Instruções:
1. De acordo com o texto sobre a quarta noite do Festival de Gramado, por que a exibição de “O País do Desejo” despertava expectativa também na imprensa especializada nacional? Responda em uma a três frases.
2. Dê continuidade ao texto sobre a quarta noite do Festival de Gramado, começando logo após a última frase apresentada.

39º Gramado (2011) – noite 4

Paulo Caldas:

Por Luiz Joaquim | 09.08.2011 (terça-feira)

GRAMADO (RS) – A quarta noite competitiva no 39º Festival de Cinema de Gramado, na segunda-feira, reservava uma expectativa não só para os pernambucanos, mas para a imprensa especializada nacional, uma vez que o terceiro longa-metragem de ficção de Paulo Caldas, “O País do Desejo”, era projetado no Palácio dos Festivais, inaugurando sua primeira exibição pública no Brasil – o filme já havia sido mostrado, 18 de junho, na Sicília (Itália), no Taormina Film Festival.

O interesse nacional encontra sentido no fato de que o nome de Caldas estar fortemente vinculado à fundação do cinema pernambucano como o conhecemos hoje por, há 26 anos, ter lançado o curta-metragem em 16mm “Nem Tudo São Flores”, como lembrou sua montadora Vânia Debs, aqui na entrevista coletiva em Gramado. Em 1997 Caldas (ao lado de Lírio Ferreira) faria “O Baile Perfumado”, colocando o Estado novamente na rota nacional do cinema; e em 2007, lança “Deserto Feliz” colocando-se num contexto contemporâneo, pela indignação social.

Em “O País do Desejo”, o realizador volta à polêmica social quando cria o Padre José (Fábio Assunção), filho de família abastada, e atuante na pobre paróquia de Santo Agostinho, próximo à fictícia localidade de Passárgada (locações em Olinda). Na primeira parte do filme, o Pe. José bate de frente com a decisão do arcebispo lusitano (vivido pelo ótimo ator português Nicolau Breyner) em excomungar a mãe e o médico que realiza o aborto em uma menina de 12 anos, estuprada pelo tio.

A situação é uma referência direta ao caso real de 2009, quando o arcebispo de Recife e Olinda, Dom José Cardoso Sobrinho, agiu da mesma forma diante de um aborto legal operado em uma menina de 9 anos. Em entrevista ontem pela manhã, Caldas comentou que, no filme, inicialmente a problemática que desencadearia a crise do Pe. José com a Igreja seria outra, mas a própria realidade lhe deu um mote mais forte.

Num segundo momento, “O País…” concentra sua dramaturgia na paixão do padre pela pianista Roberta (Maria Padilha), que precisa com urgência de um transplante de rins. Dessa forma, Caldas joga na tela três problemáticas distintas (dogma religioso, transplante de órgãos, e matrimônio no sacerdócio) mas, em Gramado, há quase um consenso que os 87 minutos do filme não conseguem resolver a dimensão de todas estas problemáticas.

Material fornecido:
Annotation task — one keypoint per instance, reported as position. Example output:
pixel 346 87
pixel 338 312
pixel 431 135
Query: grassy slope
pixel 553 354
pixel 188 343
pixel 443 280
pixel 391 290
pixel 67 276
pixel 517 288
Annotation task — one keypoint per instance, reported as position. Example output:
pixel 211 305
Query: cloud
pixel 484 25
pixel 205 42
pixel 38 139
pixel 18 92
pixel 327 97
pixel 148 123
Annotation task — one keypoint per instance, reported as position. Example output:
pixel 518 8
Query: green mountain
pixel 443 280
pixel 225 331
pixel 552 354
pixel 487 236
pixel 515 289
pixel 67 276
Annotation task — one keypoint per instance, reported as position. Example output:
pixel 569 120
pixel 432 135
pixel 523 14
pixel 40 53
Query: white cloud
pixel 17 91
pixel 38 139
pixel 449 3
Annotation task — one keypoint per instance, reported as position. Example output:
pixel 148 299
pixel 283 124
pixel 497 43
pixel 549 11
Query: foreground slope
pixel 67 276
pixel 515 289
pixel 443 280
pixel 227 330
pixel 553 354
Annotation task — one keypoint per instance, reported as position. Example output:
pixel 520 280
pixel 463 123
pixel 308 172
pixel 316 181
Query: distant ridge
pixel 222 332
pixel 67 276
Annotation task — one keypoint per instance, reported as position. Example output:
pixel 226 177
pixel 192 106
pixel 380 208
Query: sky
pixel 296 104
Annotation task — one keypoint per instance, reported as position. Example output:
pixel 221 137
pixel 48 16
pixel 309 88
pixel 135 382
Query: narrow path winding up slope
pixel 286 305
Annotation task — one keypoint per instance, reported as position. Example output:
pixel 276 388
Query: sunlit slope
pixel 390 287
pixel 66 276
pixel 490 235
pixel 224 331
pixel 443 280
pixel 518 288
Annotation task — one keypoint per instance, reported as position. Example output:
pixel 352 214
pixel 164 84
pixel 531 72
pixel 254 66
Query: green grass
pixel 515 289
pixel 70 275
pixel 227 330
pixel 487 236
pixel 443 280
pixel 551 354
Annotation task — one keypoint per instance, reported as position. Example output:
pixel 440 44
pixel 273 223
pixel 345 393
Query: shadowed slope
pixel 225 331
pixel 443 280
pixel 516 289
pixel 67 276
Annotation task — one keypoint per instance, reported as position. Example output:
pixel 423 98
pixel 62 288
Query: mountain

Respostas:
1. A exibição despertava expectativa porque o nome de Paulo Caldas está fortemente vinculado à fundação do cinema pernambucano como o conhecemos hoje. Há 26 anos, ele lançou o curta-metragem em 16mm “Nem Tudo São Flores”.

2.
De fato, percebe-se na produção, uma elaboração no roteiro de Caldas (com Amin Stepple e Pedro Severien), criando um universo coerente entre a realidade do padre – com sua família formada pelo pai (Germano Hauit), o médico irmão (Gabriel Braga Nunes) e a mãe moribunda -; com a realidade da pianista, desiludida com a arte e a vida.

Parece, entretanto, que o problema está nas sinapses que finalmente ligam as linhas dos dois. O momento, talvez, mais crítico aconteça entre o instante em que o padre é dispensado da paróquia pelo arcebispo, até sua declaração de amor à pianista. É um intervalo mínimo, e são pequenas as pistas que apontam o nascimento e/ou existência de uma paixão avassaladora ali. Fábio Assunção defendeu, em entrevista, que uma das orientações de Caldas na direção era que este filme era sobre “o amor antes dele acontecer”.

Outro ponto levantado foi a distância estética do novo filme para os anteriores do diretor. Paulo foi taxativo na resposta: “Este é o filme mais ‘Paulo Caldas’ que já fiz”. Para o realizador, não há sentido em se repetir e é preciso quebrar a idéia de ‘cinema pernambucano’ como um bloco estético unificado. E, citando Marcelo Gomes, reforçou: “Às vezes nos sentimos como se fossemos uma tapioca”.

Ainda do ponto de vista da provocação, atenção para a cena envolvendo hóstias sagradas e ketchup, protagonizada pela atriz curitibana, de descendência oriental, Juliana Kametani. Ela interpreta a enfermeira da mãe do padre José. Um grande momento no filme.